My favourite author is Japanese novelist, Haruki Murakami. There are some amazing writers, but when it comes down to it, I can’t envisage anyone ever supplanting him for me as a reader. So first and foremost, if you are unfamiliar with the man, and his work, please do yourself a favour and read some of his books. I cannot stress enough how important it is that you do. I am convinced that no matter who you are, there is value for everyone in what he writes. He writes of the normal, the everyday, but also the incredible. He weaves the mundane and the isolated loneliness of contemporary living with little sparks of the incredible and surreal. For Murakami, around every corner, behind every closed door, just beyond your view are elements of the surreal and the magical.
Murakami walks a line that is at once unpretentious and simultaneously cultured; he writes compellingly, vitally and evocatively of the ordinary. He commands your interest with scenes that honestly should not be as memorable as they are. A prime example would be where the main character of one book cooks spaghetti while listening to classical music on FM radio. He injects such a grounded, detailed realism into each and every passage that you find yourself in slack jawed admiration; and wanting to cook spaghetti, along with Toru.
Murakami writes as a self-insert. You can feel the sincere, organic impact of his writing because pieces of Murakami himself inhabit the characters. The power present in this writing would not be possible without the genuine tethering that takes place between fiction and reality. It enhances and augments the ordinary, and strengthens and reinforces the surreal and more fantastic aspects of his worlds. There are cats, psychics, disappearances, mysteries and folklore. There are killers, detectives, wells and baseball bats. It is incredible.
One theme he consistently deals with is the ache of loneliness, of isolation in modern society. The ease with which one can feel isolated and alone while being surrounded by people, along with the burden this can be. Another is the influence of relationships, the role in which they play in shaping the identity of the men and women within them, and also the impact of their end. The absence of the one you love, that heartache, is an ever-present spectre in Murakami’s work. They fuel so much development, so much thought and emotion; losing someone, how you treat with your memories, and the possibility of reconnecting are all very present. Life for Murakami is melancholic, transitory and thoughtful. We focus on lives gone by, and they are all the more emotional because these experiences are simply now a point in time, long gone, that can only be visited through memory. The genius of Murakami is his ability to evoke this feeling, this reminiscent nostalgia for the past. It suffuses his work and it glows with it. It really ends up being a sort of emotional therapy. As characters ruminate on the past, teasing out details and finding answers to forgotten riddles, we as the reader, are engaged and encouraged to do the same.

□ □ □ □ □

### What to do
- A) In the essay on Haruki Murakami, what does the main character of one book do while listening to classical music on FM radio?
- B) Carry the essay on Haruki Murakami forward from its final sentence with a new paragraph in the same voice.
The essay on Haruki Murakami is all that is needed here; the material after it can be left aside.

□ □ □ □ □

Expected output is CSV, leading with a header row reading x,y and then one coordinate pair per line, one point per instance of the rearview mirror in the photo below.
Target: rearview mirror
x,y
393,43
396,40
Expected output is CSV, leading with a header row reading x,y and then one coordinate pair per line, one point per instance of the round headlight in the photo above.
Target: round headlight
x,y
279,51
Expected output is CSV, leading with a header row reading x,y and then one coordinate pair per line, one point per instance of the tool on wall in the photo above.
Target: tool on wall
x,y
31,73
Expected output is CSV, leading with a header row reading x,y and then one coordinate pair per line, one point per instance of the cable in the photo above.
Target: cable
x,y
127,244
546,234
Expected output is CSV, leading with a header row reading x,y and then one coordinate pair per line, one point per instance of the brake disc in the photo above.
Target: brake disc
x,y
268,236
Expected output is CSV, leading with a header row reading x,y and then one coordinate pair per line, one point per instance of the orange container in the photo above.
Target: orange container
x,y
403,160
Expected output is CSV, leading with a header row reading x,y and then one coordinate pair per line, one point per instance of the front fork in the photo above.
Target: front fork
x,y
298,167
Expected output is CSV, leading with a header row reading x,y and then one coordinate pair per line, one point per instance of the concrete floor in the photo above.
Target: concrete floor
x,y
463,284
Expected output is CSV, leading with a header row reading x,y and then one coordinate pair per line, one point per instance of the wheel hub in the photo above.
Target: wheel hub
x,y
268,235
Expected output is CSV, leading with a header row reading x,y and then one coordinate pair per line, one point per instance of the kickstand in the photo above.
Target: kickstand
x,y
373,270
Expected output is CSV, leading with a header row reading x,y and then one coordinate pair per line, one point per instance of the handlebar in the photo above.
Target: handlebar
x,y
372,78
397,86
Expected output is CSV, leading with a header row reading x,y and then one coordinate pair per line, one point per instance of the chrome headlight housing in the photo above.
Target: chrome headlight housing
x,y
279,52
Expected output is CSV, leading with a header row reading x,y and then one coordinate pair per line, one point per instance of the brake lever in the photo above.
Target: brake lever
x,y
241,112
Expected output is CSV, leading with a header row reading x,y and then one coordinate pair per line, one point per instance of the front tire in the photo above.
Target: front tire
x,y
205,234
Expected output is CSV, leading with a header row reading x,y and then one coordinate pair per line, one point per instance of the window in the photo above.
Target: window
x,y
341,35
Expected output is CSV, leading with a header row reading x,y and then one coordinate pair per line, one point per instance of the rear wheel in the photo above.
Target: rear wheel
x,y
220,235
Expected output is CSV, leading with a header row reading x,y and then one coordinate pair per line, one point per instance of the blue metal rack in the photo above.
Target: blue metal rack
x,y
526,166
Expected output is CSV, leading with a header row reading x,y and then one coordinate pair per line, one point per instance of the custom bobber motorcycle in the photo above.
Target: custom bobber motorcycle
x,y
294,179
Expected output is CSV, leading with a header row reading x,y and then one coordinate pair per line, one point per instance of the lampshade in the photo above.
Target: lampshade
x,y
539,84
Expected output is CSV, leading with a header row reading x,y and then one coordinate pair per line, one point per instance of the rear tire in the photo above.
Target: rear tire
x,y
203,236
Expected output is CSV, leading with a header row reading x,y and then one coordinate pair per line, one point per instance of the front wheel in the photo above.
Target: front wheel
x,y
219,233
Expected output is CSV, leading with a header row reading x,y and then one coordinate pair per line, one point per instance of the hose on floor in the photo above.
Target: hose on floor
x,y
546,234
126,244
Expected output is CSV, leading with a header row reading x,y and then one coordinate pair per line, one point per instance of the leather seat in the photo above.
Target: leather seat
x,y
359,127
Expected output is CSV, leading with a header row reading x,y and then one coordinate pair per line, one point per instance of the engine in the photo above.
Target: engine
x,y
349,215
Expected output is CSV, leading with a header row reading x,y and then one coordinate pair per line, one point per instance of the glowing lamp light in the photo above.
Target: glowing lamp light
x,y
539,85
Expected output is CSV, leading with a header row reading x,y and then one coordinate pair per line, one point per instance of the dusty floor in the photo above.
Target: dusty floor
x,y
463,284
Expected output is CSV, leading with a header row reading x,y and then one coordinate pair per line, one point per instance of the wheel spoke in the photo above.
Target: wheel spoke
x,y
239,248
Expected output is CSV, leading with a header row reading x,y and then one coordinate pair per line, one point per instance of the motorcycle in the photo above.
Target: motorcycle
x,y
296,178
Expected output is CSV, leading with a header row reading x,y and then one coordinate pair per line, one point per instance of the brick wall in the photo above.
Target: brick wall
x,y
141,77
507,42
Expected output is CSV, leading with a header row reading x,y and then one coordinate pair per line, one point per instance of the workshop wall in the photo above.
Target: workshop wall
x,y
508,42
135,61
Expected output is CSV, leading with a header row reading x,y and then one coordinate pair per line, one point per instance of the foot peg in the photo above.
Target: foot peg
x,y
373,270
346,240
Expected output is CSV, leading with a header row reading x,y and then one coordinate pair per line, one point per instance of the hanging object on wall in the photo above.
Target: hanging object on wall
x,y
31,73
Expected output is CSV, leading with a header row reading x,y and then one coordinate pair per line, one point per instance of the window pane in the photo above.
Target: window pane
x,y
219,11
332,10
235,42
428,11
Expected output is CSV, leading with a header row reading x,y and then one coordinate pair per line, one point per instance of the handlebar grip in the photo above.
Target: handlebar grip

□ □ □ □ □

### Responses
- A) The main character cooks spaghetti.

- B)
One other constant would be his style, which is wholly unique. I read once that this style was produced through his early years. As a budding writer Murakami was dissatisfied with writing in Japanese. It hampered his thought process, so he elected to write long hand English instead, only then translating it back. It worked, because I cannot think of another writer with the same clarity of prose, or the same crystalline vision. There are similar writers, but none that I would say approach or exceed his very particular style, definitely nothing that resonates with me as a reader as Murakami does. There is an appropriate blurb on the jacket of one of his books, the Vintage edition, by Independent on Sunday that states ‘How does Murakami manage to make poetry while writing of contemporary life and emotions? I am weak-kneed with admiration’ this sums it up. His writing is so clear and unobstructed it flows with a beauty that is poetic.
While traits are shared throughout his work, no story is the same. Each book is distinct, vital and stands on its own as an incredible achievement. Murakami’s first real hit, and a great book to begin with, was Norwegian Wood released in 1987. This book was so successful in Japan that he ended up leaving the country for a number of years to escape the attention. From that point forward the release of a new Murakami novel became a very big deal. The appeal of his work is broad, and in no way insular. He writes of Japanese life in a way that transcends any linguistic or cultural barrier. In ways that render any potential obstructions irrelevant, ways that capture and mirror the pain, sadness and alienation in a rapidly shrinking and increasingly interconnected world.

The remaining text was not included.